__Work required__
Restate all of the following data exactly, keeping any images out of the copy.

__Source material__
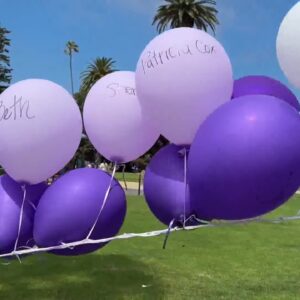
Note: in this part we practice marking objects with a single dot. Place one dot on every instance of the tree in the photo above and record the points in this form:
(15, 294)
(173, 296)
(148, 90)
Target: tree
(95, 71)
(186, 13)
(71, 47)
(5, 70)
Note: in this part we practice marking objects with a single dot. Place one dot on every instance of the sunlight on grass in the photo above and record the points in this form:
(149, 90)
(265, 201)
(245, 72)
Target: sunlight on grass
(250, 261)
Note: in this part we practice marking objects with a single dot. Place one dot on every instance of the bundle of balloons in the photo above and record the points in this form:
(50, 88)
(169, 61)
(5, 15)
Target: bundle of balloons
(234, 148)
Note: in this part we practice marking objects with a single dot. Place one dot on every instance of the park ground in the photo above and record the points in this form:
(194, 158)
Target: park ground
(250, 261)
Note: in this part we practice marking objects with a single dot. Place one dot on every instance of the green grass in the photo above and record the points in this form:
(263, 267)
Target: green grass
(130, 177)
(253, 261)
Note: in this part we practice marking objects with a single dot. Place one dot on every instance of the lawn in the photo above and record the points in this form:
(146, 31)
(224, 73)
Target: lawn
(129, 177)
(253, 261)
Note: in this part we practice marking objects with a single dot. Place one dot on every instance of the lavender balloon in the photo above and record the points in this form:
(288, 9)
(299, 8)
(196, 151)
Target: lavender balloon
(114, 121)
(245, 160)
(164, 185)
(263, 85)
(40, 129)
(69, 208)
(182, 76)
(11, 197)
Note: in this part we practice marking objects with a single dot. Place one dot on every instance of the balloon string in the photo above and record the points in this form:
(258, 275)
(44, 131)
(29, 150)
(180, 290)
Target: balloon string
(20, 218)
(168, 234)
(104, 201)
(204, 224)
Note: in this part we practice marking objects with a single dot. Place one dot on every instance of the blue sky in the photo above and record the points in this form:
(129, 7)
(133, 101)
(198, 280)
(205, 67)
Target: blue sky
(121, 28)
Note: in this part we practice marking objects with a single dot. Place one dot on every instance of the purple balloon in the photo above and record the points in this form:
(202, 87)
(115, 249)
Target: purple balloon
(164, 187)
(69, 208)
(263, 85)
(245, 159)
(11, 196)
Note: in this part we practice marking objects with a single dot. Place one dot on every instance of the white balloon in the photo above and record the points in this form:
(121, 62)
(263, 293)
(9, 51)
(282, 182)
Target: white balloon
(114, 120)
(288, 45)
(40, 129)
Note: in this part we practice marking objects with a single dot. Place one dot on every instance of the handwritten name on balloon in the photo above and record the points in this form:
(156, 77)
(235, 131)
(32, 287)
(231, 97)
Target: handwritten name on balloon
(20, 109)
(116, 87)
(159, 58)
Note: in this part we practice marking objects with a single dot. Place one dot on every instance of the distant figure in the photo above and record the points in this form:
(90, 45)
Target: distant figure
(103, 166)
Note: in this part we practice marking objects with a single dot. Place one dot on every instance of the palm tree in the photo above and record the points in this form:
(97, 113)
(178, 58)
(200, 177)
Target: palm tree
(186, 13)
(71, 47)
(96, 70)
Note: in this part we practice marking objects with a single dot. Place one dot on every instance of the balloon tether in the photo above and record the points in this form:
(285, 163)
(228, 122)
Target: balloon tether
(104, 200)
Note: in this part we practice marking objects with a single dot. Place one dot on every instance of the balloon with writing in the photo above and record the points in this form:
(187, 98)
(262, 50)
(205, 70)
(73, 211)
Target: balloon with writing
(11, 197)
(40, 129)
(182, 76)
(263, 85)
(288, 45)
(69, 208)
(245, 159)
(165, 185)
(114, 121)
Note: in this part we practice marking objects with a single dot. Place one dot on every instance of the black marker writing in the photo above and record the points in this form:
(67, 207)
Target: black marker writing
(155, 59)
(20, 109)
(114, 87)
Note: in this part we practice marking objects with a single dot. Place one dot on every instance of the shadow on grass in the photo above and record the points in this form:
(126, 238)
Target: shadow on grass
(88, 277)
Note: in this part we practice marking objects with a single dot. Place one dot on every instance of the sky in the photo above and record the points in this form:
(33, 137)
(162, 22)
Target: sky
(120, 29)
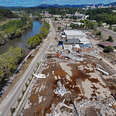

__Answer space__
Note: in this part we practice marking objects with a single dot. Place one dot on every instance of the tree in the photo above and record the points in this form:
(15, 294)
(173, 296)
(148, 90)
Target: tree
(95, 71)
(186, 13)
(71, 47)
(5, 70)
Note: in this part we practice marking objects with a single dot. Place one dot on every instance of the sunlight on grass in the photo above and record the points in this form:
(149, 90)
(265, 201)
(245, 72)
Target: sunlight on grass
(250, 261)
Note: in this part we practice marking objects with a single dot. Place one dot on every instance of the bundle of balloons in the photo above and record the points in this form:
(50, 88)
(169, 61)
(5, 15)
Target: bundle of balloons
(234, 148)
Note: in this part we practice marking objects with a single dot. Place one dot on every instance of the park ground in the photo above and record the points in this form:
(194, 158)
Target: park ground
(250, 261)
Note: in this part we practice marking objects with a single dot. Place one dot on every instance of the green grass in the photo above and record the points in this form:
(263, 267)
Target: green grass
(130, 177)
(253, 261)
Note: in this part we practice marking objects with a single dot. Place one dot on every instance of the lawn in the photo above and record the points in this form:
(146, 31)
(224, 73)
Target: lawn
(129, 177)
(253, 261)
Note: in this part we practice marking objects with a single dot. Place one dot on every instance of the lavender balloon in the photo above and record the points in this form:
(288, 9)
(299, 8)
(196, 151)
Target: lavender balloon
(114, 121)
(245, 160)
(164, 185)
(263, 85)
(40, 129)
(69, 208)
(182, 76)
(11, 197)
Note: in this part we practice marking objects with a single dot. Place one dot on every instance of the balloon string in the photo above and record the points in this form:
(258, 275)
(44, 131)
(29, 150)
(180, 290)
Target: balloon string
(20, 218)
(168, 234)
(104, 201)
(204, 224)
Note: in this part we practice marking objects with a single dot. Place one dot on every instance of the blue sky in the photo above and record the points in this form:
(129, 7)
(133, 101)
(198, 280)
(205, 67)
Target: blue sky
(121, 28)
Note: in this part we practice marking objects with a single dot. Place one dot on every instance of the purple balloon in the photo above and record the points in this form:
(202, 87)
(115, 249)
Target: purple balloon
(164, 187)
(69, 208)
(263, 85)
(245, 159)
(11, 196)
Note: in this part we practice marking objects with a single dot. Place one dot on every instance of the white balloon in the photo above and record the points in this form:
(121, 62)
(263, 293)
(9, 51)
(282, 182)
Target: white balloon
(114, 120)
(288, 45)
(40, 129)
Note: in this part we practice marking objects with a single dot. Place one dot on every instance of the handwritten name on balloon in the photo above and record the points in this form:
(156, 77)
(235, 131)
(32, 287)
(231, 97)
Target: handwritten name on balloon
(20, 109)
(116, 87)
(159, 58)
Note: in this part we practice marking objects with a single dot. Place one dot on every instance of the distant figure in the photo above and record the points in this form:
(90, 45)
Target: distant figure
(103, 166)
Note: in this part we practice marking objects with a single dot. Place one dot on every instance of the palm tree in the photo above and record the points in this form:
(97, 113)
(178, 58)
(200, 177)
Target: palm tree
(186, 13)
(71, 47)
(96, 70)
Note: in this part we practice marking objects with a single dot. Place one dot on every instance of the balloon tether in the photo above and record the points in this form:
(285, 163)
(228, 122)
Target: balloon tether
(104, 200)
Note: in this part we practice marking objects with a single dot. Place one dot on every instance of the balloon with writing in the photo above and record the points in this form:
(187, 98)
(262, 50)
(205, 70)
(73, 211)
Target: balloon with writing
(11, 197)
(40, 129)
(182, 76)
(263, 85)
(288, 45)
(69, 208)
(245, 159)
(165, 185)
(114, 121)
Note: in this part we practice marking objects with a single dot. Place one dot on every instance of the black marker writing in the photo above and record the points in this form:
(67, 207)
Target: black marker writing
(155, 59)
(20, 109)
(114, 87)
Note: in this part we practice marking objects with a single dot. Place one dot on every instance of the shadow on grass in the photo above and record the points in this form:
(126, 238)
Target: shadow on grass
(88, 277)
Note: in this part we practice marking objects with a single dot. Place one dot on every instance of the sky in the photo above and record the points in this form:
(33, 137)
(162, 22)
Target: sky
(120, 29)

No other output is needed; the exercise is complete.